DIRECTIONS FOR THIS TASK: Copy everything from the line containing "For every instance of the ribbed" down to the line containing "[(552, 302), (262, 324)]" in the listing below, both included and with the requests kept, but add 96 to every coordinate in the answers.
>> begin PROVIDED DATA
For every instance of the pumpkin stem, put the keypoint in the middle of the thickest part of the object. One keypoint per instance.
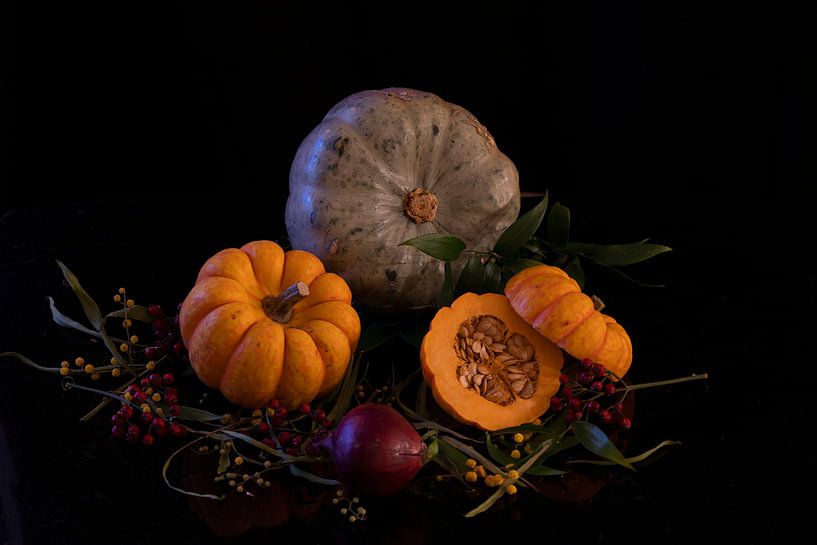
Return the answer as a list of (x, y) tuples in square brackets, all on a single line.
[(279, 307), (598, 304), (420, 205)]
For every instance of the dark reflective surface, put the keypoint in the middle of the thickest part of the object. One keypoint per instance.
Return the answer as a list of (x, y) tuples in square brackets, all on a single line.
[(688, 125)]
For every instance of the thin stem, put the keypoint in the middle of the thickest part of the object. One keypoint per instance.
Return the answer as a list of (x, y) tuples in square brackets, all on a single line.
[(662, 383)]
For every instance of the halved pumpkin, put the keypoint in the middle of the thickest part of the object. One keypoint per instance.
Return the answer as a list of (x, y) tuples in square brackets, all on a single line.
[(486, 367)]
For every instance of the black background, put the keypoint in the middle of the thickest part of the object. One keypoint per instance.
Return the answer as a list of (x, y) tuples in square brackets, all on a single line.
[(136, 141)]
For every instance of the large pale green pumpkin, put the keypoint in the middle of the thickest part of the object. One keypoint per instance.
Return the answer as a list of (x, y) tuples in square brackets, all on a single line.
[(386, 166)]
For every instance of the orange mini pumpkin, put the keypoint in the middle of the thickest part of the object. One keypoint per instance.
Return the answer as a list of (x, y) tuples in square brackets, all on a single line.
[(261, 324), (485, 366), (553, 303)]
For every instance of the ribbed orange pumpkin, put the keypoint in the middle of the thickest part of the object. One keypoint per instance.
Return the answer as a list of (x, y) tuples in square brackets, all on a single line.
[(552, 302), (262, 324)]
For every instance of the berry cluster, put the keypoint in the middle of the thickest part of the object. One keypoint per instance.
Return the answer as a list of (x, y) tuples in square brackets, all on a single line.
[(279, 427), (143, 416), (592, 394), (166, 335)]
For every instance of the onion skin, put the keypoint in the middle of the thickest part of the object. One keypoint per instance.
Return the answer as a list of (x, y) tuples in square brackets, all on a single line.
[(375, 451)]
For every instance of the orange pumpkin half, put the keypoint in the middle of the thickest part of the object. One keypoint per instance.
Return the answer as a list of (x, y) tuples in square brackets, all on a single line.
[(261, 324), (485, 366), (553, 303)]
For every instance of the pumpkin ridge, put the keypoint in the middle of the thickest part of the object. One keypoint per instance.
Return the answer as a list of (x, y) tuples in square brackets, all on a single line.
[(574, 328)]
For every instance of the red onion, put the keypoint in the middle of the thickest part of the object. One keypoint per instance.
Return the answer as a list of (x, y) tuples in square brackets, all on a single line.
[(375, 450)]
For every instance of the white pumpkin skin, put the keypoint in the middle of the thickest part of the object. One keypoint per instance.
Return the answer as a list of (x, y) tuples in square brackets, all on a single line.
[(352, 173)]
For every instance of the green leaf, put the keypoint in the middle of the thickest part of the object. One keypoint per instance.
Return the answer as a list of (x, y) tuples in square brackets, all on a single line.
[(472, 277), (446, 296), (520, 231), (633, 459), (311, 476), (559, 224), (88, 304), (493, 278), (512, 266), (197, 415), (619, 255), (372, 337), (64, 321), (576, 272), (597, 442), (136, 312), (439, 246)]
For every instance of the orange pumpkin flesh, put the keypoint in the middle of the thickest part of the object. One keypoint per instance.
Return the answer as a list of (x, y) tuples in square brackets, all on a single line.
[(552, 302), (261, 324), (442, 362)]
>> end PROVIDED DATA
SOLUTION TO THIS PROBLEM:
For every instance of the ribbed orange pumpkin, put the keypoint in the middle of the thickest part of the object. One keypoint per instance.
Return the answer as a list of (x, y) tuples in square brackets, all on a single line.
[(648, 398), (358, 420)]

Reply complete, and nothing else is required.